• _Work instructions_: Restate the full set of records exactly, word for word.

■ ■ ■ ■

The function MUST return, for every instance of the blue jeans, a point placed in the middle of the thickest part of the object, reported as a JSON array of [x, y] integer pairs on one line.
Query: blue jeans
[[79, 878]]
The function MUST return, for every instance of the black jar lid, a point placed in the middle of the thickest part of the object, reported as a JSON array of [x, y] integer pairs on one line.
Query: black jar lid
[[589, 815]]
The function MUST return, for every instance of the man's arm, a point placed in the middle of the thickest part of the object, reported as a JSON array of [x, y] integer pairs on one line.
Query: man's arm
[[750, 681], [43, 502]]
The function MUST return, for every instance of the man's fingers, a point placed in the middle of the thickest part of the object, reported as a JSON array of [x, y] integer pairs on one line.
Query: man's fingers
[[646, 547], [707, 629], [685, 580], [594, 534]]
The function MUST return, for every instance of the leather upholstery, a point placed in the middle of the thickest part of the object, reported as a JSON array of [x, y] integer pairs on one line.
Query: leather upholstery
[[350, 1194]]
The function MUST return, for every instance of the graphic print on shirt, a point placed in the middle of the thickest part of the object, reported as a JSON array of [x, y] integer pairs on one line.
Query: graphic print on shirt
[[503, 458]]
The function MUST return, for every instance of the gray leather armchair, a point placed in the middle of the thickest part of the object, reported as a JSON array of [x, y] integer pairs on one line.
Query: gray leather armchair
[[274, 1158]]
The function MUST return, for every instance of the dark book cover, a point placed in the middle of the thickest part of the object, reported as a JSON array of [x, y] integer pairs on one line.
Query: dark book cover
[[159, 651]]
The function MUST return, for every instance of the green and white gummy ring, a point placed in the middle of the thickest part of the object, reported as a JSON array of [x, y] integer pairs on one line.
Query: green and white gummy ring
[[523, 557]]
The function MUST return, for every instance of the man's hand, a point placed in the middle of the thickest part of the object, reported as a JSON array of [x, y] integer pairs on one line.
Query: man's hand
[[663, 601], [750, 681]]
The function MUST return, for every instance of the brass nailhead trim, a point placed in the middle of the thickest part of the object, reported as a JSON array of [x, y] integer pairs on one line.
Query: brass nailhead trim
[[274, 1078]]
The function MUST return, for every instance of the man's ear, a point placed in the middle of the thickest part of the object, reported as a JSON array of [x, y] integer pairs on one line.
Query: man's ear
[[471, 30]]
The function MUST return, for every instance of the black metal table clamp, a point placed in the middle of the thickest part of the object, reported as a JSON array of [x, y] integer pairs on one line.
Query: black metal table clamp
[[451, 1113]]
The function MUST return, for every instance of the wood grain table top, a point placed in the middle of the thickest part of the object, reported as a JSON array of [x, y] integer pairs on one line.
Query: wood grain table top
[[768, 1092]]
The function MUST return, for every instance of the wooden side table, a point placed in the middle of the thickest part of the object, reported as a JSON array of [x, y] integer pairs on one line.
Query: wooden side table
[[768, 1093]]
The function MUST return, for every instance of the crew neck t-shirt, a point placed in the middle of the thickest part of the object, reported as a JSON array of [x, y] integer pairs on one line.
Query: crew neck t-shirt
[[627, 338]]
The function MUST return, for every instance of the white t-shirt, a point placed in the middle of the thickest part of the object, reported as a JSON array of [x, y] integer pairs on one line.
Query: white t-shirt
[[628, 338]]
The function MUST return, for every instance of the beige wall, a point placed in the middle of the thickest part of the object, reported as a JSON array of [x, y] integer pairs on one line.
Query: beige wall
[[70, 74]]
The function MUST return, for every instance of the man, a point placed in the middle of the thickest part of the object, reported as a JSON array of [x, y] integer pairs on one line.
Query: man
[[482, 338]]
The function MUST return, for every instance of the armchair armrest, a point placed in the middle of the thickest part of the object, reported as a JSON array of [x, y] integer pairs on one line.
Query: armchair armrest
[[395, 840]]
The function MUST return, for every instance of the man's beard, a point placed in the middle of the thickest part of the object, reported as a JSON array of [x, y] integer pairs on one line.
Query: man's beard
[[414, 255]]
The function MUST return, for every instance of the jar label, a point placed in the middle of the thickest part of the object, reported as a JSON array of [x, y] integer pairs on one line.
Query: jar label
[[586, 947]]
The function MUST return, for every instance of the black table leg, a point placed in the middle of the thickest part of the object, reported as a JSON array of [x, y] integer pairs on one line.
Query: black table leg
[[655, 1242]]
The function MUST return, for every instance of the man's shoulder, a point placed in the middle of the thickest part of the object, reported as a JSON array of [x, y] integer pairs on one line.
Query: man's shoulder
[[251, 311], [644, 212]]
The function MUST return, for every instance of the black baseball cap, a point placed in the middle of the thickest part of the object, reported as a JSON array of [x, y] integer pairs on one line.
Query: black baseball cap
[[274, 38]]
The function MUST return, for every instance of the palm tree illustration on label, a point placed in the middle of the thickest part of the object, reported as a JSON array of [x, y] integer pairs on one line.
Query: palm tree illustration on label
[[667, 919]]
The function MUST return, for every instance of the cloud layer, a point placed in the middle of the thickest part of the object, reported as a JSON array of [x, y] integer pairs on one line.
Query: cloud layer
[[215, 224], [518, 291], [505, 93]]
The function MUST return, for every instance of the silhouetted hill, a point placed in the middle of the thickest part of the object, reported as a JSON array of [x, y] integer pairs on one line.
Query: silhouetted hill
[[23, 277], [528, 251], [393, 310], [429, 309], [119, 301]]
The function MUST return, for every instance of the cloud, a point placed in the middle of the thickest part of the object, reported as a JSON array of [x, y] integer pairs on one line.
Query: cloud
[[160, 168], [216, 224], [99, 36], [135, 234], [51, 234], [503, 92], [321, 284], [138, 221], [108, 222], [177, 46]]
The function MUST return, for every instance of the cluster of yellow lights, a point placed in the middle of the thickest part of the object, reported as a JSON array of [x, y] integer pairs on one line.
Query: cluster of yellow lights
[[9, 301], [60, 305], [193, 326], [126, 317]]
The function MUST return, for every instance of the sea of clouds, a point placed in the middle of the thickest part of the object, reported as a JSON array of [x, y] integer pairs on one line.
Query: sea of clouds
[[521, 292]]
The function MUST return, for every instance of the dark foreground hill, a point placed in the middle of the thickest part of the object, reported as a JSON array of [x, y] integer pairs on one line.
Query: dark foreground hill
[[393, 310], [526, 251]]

■ ■ ■ ■

• _Output for this exercise_:
The function MUST return, for every instance of the blue jeans, a point placed in the middle of the thickest part of the object, reported as a JSON array of [x, y] integer pairs on one line.
Query: blue jeans
[[79, 878]]
The function MUST return, for every instance of the black jar lid, a point placed in the middle of the thickest part of the object, reported as a JSON array of [x, y] integer pairs on one line.
Query: black jar lid
[[589, 815]]
The function MUST return, for every instance of the man's arm, a point placed in the middle of the thickest part of the object, reported as a JSON array of [x, y] integer pairs on one line.
Query: man's arm
[[750, 681], [43, 502]]
The function MUST return, for every instance of the man's fingers, a point placed in the middle of the thickest part of the object, reported as a JSON array of [x, y] integer pairs on one line.
Query: man's fingers
[[646, 547], [707, 629], [685, 580], [594, 534]]
The function MUST return, for every instance of the leather upholstery, a point placed in the middle of the thickest part of the object, reported as a JSON array of [x, y] integer pairs on one line.
Query: leather upholstery
[[350, 1194]]
The function MUST return, for every instance of the graphic print on shirt, a point placed in the middle of the thickest part of the object, reported as a JSON array of [x, y] integer pairs on one line.
Query: graphic print on shirt
[[503, 458]]
The function MUST return, for every instance of the gray leather armchair, a point placed in the middle of the thickest part of the object, reported as a JSON array of [x, y] integer pairs on one line.
Query: gray leather armchair
[[274, 1158]]
The function MUST return, for every instance of the dark book cover, a point placed in the middle of the thickest part of the object, reported as a JSON array of [x, y] integer pairs on one line.
Query: dark book cover
[[159, 651]]
The function MUST return, for every instance of the green and white gummy ring, a point placed in the middle of the thickest part of the object, reported as a JSON array of [x, y] integer pairs on one line.
Query: green and white gummy ring
[[523, 557]]
The function MUST return, for every instance of the man's hand, a point placed in the middle of the thickest part of the object, reported as a JSON array of [x, y] integer pairs on one line.
Query: man's hand
[[663, 601], [750, 681]]
The function MUST return, for every instance of the brass nailhead trim, a point placed in the middle of the thickest part of the object, reported as a JSON array of [x, y] integer pairs on one line.
Query: brass nailhead trim
[[274, 1078]]
The function MUST return, for every instance of the man's ear, a point placed in the middle of the thickest part of the object, reported as a JSON array of [x, y] integer pairs on one line.
Query: man's ear
[[471, 30]]
The function MUST return, for every instance of the black metal table clamp, a point placed in the middle of the thickest part of the object, reported as a JSON array of [x, y] integer pairs on one line.
Query: black metal table clamp
[[451, 1113]]
The function MUST return, for every instance of the wood grain table top, a point placed in the middle of the thickest part of the object, reported as a JSON array of [x, y] integer pairs on one line.
Query: wood grain table top
[[768, 1092]]
The function MUST return, for every instance of the wooden side table, a point placed in the middle of the thickest part of the object, reported as a JSON array of [x, y] integer pairs on one line.
Query: wooden side table
[[768, 1093]]
The function MUST return, for every instance of the crew neck t-shirt, a point placed in the middle of the thickest part of the object, reported as a JSON array of [x, y] integer pairs on one line.
Query: crew neck t-shirt
[[627, 338]]
The function MUST return, for every instance of the white t-shirt, a point placed in the middle of the thickest part of the object, reported as a JSON array of [x, y] integer pairs on one line.
Query: white t-shirt
[[628, 338]]
The function MUST return, for every instance of the beige wall, a point placed in the middle of the thickest part of the object, reported as a JSON array of [x, y] integer pairs on one line.
Query: beige wall
[[70, 74]]
The function MUST return, for every instance of the man, a point placed in the middle of the thickest part of the object, reported as a JSON array of [x, y] integer pairs on one line.
Query: man
[[482, 338]]
The function MUST return, for every instance of the armchair armrest, a point placed in the middle of the thickest part of the object, reported as a JSON array of [x, y] integer pairs on one line.
Query: armchair armrest
[[395, 840]]
The function MUST return, for every instance of the man's beard, a point placed in the middle of the thickest part of the object, reported as a JSON array of [x, y] integer pairs on one line.
Query: man's beard
[[414, 255]]
The function MUST return, for every instance of the jar label, a point placed in the middle of the thickest part of the object, reported as a JSON array of [x, y] integer pairs on one line.
Query: jar label
[[586, 947]]
The function MUST return, for every instance of the black table leg, a point placed in the middle of the thickest part of the object, reported as a JSON array of [x, y] integer pairs on one line.
Query: black table leg
[[655, 1242]]
The function MUST return, for every instance of the man's shoulder, a point placed in the middle of the thickest part of the object, reported as a JSON array of [x, y] integer pairs on one line.
Query: man's shoulder
[[251, 311], [644, 212]]
The function MUST return, for every instance of the black baseball cap, a point placed in the middle of the thickest part of the object, reported as a JSON array of [x, y] integer pairs on one line.
Query: black baseball cap
[[274, 38]]
The function MUST return, for every instance of the palm tree illustration on label, a point placed in the middle of the thickest part of the object, reported as a JSON array of [x, y] integer pairs on one line.
Query: palm tree illustration on label
[[667, 919]]
The function MUST return, for every instance of the cloud layer, a point placed in the middle of the thickest part of the object, reported as a JSON array of [x, y] integer pairs on one line.
Query: cloud layer
[[215, 224], [518, 291], [505, 93]]
The function MUST return, for every instance of the silhouetted hill, a point placed in the middle of the thickest part of the object, reported as a JSON array of [x, y] integer pairs on one line.
Query: silhouetted hill
[[23, 277], [528, 251], [393, 310], [429, 309], [119, 301]]
The function MUST return, for every instance of the cloud, a point placed in the middle of the thickest part of the object, reported as a JSON array of [x, y] integer pairs on one line.
Query: cloud
[[160, 168], [216, 224], [99, 36], [135, 234], [51, 234], [503, 92], [321, 284], [138, 221], [108, 222], [177, 46]]
The function MUST return, for every instance of the cluster of yellow lights, a point placed in the middle of the thickest part of the object, reported as a JSON array of [x, y] integer pairs on one line.
Query: cluster of yellow lights
[[9, 301], [60, 305], [193, 326], [126, 317]]
The function MUST return, for every instance of the sea of clouds, a point placed in the middle of the thickest part of the object, reported as a JSON array of [x, y] integer pairs on one line.
Query: sea of clouds
[[521, 292]]
The function MUST return, for every instance of the dark foreground hill, a point placed in the middle of the thickest part of the object, reported as a JSON array of [x, y] integer pairs on one line.
Query: dark foreground hill
[[393, 310], [526, 251]]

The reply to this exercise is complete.